*REQUIRED ACTION*
Scan the records for lines with the word "window", and copy every such line.

Records excerpted from a collection
--------------------------------------------------
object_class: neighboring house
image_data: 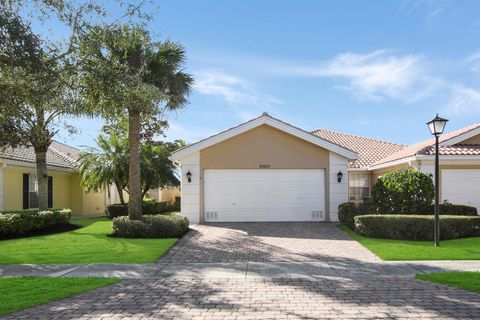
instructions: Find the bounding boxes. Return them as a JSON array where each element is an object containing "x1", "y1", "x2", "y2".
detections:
[
  {"x1": 108, "y1": 186, "x2": 180, "y2": 204},
  {"x1": 171, "y1": 113, "x2": 480, "y2": 224},
  {"x1": 148, "y1": 186, "x2": 181, "y2": 203},
  {"x1": 0, "y1": 141, "x2": 107, "y2": 216}
]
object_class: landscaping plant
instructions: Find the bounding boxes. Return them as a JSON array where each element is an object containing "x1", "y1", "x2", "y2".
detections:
[{"x1": 372, "y1": 169, "x2": 434, "y2": 214}]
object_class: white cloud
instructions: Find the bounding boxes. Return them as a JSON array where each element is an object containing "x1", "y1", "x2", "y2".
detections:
[
  {"x1": 164, "y1": 123, "x2": 216, "y2": 144},
  {"x1": 275, "y1": 50, "x2": 435, "y2": 103},
  {"x1": 466, "y1": 50, "x2": 480, "y2": 72},
  {"x1": 443, "y1": 85, "x2": 480, "y2": 115},
  {"x1": 194, "y1": 70, "x2": 283, "y2": 108}
]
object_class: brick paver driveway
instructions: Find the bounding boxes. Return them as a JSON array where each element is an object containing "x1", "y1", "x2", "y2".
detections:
[
  {"x1": 160, "y1": 222, "x2": 379, "y2": 263},
  {"x1": 3, "y1": 223, "x2": 480, "y2": 319}
]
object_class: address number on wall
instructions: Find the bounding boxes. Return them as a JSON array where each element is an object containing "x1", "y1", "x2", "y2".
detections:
[{"x1": 258, "y1": 164, "x2": 271, "y2": 168}]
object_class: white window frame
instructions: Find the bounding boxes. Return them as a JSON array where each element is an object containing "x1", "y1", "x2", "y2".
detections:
[
  {"x1": 28, "y1": 173, "x2": 39, "y2": 209},
  {"x1": 348, "y1": 172, "x2": 371, "y2": 204}
]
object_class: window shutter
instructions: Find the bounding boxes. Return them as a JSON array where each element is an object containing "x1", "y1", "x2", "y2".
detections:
[
  {"x1": 23, "y1": 174, "x2": 29, "y2": 209},
  {"x1": 48, "y1": 176, "x2": 53, "y2": 208}
]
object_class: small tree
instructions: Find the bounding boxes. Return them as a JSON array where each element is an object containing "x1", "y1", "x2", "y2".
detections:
[
  {"x1": 78, "y1": 132, "x2": 182, "y2": 203},
  {"x1": 78, "y1": 134, "x2": 129, "y2": 204},
  {"x1": 372, "y1": 168, "x2": 434, "y2": 214}
]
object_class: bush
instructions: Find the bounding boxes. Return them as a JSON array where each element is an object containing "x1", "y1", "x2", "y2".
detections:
--------------------------------------------------
*ANSWER SPACE*
object_class: white window frame
object_class: window shutter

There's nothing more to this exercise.